» **TASK DESCRIPTION**
Return, exactly and in full, the lines of the records below starting at the one with "pixel 567 485." and ending at the one with "pixel 58 115.", and no other lines.

» **DATA FOR THE TASK**
_____
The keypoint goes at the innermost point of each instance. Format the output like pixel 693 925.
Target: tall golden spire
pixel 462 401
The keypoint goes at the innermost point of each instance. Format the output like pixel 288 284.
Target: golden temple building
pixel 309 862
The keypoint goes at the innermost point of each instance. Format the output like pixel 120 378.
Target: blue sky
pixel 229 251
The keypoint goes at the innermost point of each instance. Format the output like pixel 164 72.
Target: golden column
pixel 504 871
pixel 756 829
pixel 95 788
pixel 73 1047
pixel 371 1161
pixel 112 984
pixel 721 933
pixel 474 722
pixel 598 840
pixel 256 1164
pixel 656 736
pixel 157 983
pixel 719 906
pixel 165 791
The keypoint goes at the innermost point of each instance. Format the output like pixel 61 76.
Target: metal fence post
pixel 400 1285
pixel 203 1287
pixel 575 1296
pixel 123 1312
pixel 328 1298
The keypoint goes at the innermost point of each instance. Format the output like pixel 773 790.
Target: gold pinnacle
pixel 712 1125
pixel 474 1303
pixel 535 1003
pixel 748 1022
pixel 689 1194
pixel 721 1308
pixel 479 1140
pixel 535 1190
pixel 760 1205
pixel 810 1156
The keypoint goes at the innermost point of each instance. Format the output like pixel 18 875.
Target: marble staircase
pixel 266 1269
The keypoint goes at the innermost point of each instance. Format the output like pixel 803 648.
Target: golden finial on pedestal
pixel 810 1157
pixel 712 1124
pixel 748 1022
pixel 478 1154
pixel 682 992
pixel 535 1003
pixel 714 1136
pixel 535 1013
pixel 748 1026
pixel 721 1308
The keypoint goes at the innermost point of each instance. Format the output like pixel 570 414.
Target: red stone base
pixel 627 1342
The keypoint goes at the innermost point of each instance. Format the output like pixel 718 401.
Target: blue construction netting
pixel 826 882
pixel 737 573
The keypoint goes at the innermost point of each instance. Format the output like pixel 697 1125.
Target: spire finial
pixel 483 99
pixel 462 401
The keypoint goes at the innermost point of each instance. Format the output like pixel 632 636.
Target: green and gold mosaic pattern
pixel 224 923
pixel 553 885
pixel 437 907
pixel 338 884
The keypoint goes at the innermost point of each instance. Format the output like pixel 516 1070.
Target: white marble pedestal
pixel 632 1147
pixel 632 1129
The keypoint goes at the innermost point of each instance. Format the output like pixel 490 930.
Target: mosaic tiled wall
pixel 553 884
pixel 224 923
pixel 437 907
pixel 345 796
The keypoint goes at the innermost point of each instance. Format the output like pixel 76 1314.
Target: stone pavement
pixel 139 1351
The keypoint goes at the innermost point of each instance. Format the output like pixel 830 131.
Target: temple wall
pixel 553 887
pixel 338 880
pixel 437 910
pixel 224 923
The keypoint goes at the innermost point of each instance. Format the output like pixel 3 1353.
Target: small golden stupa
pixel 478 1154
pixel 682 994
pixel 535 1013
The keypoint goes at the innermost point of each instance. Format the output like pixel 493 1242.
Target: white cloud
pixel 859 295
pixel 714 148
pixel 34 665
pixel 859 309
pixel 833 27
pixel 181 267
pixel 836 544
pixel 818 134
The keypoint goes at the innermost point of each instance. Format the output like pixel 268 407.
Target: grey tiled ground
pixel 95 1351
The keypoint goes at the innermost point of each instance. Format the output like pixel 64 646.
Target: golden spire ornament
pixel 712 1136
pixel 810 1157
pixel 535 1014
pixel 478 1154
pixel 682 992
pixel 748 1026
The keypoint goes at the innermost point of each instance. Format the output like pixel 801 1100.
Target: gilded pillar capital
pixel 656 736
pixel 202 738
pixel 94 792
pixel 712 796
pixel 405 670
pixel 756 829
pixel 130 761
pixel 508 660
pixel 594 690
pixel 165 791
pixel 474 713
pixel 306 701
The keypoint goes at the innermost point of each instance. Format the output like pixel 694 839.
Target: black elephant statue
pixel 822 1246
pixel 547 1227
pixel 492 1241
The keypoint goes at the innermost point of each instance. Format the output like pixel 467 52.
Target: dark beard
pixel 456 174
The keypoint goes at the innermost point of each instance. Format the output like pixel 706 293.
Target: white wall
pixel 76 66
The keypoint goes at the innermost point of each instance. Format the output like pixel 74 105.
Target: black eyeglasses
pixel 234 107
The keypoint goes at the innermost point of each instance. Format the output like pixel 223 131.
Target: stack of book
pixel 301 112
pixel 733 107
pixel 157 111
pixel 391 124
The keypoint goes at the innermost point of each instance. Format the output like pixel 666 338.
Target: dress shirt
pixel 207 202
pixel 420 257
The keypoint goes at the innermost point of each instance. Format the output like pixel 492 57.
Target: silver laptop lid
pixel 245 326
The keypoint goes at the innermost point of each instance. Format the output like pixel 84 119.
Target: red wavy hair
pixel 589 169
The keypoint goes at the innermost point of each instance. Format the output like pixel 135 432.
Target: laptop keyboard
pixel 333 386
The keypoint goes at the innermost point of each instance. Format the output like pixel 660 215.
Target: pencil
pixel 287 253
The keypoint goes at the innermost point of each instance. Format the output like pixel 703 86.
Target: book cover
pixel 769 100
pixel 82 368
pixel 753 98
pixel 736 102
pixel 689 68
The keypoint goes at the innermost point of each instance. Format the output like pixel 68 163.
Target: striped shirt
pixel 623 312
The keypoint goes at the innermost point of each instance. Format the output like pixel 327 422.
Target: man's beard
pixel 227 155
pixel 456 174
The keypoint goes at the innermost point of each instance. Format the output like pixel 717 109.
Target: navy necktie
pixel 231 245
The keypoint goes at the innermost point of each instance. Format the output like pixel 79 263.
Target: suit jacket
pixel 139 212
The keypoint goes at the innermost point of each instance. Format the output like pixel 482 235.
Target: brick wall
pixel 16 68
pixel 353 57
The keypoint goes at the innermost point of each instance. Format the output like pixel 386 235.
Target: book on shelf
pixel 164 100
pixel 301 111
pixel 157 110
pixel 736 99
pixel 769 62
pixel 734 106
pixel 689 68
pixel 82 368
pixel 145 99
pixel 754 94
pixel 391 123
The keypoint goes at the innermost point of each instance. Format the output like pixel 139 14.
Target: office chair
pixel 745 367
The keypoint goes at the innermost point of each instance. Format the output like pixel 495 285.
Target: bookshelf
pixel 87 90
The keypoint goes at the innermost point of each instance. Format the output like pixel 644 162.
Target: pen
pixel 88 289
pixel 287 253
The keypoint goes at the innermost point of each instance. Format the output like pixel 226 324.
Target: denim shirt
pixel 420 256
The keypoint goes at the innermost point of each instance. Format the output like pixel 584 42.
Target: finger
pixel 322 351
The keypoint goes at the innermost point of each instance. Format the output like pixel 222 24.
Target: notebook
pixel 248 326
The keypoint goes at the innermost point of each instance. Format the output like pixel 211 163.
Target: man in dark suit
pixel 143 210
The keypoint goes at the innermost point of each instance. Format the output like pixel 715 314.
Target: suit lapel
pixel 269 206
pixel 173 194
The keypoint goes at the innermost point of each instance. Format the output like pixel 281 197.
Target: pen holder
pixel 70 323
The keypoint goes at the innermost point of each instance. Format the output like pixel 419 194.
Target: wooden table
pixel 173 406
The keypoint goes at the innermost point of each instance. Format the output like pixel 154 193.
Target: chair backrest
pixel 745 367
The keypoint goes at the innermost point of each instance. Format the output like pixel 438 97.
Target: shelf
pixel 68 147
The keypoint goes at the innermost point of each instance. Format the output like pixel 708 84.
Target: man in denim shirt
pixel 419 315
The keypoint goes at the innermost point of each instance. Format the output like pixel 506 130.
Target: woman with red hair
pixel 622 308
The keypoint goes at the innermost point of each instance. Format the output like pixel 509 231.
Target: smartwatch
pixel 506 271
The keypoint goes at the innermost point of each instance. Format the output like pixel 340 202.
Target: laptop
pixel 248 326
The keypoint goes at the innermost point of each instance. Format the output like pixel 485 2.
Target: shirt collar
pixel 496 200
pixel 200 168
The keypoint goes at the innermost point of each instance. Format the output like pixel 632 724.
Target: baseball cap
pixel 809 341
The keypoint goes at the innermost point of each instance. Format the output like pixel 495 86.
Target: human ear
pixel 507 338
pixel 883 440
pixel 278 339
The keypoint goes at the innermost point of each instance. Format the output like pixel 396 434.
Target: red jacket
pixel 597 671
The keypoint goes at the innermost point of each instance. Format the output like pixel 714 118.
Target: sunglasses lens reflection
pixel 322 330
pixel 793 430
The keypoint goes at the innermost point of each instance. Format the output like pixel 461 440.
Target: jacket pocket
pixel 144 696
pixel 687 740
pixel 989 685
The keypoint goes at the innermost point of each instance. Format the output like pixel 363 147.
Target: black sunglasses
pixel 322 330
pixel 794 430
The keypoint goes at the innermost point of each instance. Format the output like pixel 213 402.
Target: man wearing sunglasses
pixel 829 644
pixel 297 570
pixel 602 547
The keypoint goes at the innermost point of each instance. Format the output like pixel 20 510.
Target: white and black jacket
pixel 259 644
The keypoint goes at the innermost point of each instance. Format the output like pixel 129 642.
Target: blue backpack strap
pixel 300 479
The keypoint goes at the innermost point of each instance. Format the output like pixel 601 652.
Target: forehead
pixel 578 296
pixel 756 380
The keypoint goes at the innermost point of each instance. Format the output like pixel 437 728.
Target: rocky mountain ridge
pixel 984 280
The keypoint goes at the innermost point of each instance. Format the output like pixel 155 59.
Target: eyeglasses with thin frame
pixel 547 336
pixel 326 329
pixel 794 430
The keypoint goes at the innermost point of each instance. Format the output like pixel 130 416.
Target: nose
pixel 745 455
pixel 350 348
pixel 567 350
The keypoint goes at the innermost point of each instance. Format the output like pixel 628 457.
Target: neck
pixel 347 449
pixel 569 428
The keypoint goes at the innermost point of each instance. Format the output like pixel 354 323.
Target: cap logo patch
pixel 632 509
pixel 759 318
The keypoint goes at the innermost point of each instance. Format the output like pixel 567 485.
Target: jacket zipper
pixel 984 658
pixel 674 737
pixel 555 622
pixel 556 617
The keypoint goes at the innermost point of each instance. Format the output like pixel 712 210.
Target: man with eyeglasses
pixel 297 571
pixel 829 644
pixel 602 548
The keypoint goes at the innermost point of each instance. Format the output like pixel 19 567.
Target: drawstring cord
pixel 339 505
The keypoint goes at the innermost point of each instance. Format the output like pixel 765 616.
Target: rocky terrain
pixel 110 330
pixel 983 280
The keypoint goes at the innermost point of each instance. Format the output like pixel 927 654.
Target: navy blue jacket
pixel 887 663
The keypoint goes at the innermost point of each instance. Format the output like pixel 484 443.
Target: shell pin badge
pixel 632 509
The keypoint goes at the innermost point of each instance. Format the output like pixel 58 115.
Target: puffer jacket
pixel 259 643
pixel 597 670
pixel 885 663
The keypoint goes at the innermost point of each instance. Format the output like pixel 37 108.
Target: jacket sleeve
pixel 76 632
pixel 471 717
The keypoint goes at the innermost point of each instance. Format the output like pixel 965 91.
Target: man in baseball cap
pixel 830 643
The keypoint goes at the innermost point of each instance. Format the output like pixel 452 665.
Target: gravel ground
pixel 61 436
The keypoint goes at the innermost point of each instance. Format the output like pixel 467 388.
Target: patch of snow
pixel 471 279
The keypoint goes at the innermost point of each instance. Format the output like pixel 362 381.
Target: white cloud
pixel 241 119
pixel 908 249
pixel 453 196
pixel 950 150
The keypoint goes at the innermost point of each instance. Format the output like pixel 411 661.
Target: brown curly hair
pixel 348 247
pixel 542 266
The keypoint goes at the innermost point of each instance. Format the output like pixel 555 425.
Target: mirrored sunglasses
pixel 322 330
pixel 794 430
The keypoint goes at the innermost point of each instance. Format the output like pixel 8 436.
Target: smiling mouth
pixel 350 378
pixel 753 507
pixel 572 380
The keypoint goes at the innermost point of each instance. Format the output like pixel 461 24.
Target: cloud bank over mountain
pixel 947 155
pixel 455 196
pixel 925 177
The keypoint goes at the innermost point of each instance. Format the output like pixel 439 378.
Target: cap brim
_____
» **ANSWER SECTION**
The keypoint goes at the innermost point of each instance. Format the output like pixel 567 485.
Target: jacket zipper
pixel 984 658
pixel 674 737
pixel 555 622
pixel 556 617
The keypoint goes at the innermost point of each instance. Format the output like pixel 712 210.
Target: man with eyeglasses
pixel 297 571
pixel 829 644
pixel 602 548
The keypoint goes at the innermost point of each instance. Format the output like pixel 19 567.
Target: drawstring cord
pixel 339 505
The keypoint goes at the innermost point of each instance. Format the output like pixel 765 616.
Target: rocky terrain
pixel 110 330
pixel 983 280
The keypoint goes at the innermost point of each instance. Format the output like pixel 927 654.
Target: navy blue jacket
pixel 887 663
The keypoint goes at the innermost point of each instance. Format the output like pixel 484 443.
Target: shell pin badge
pixel 632 509
The keypoint goes at the innermost point of each instance. Format the output like pixel 58 115.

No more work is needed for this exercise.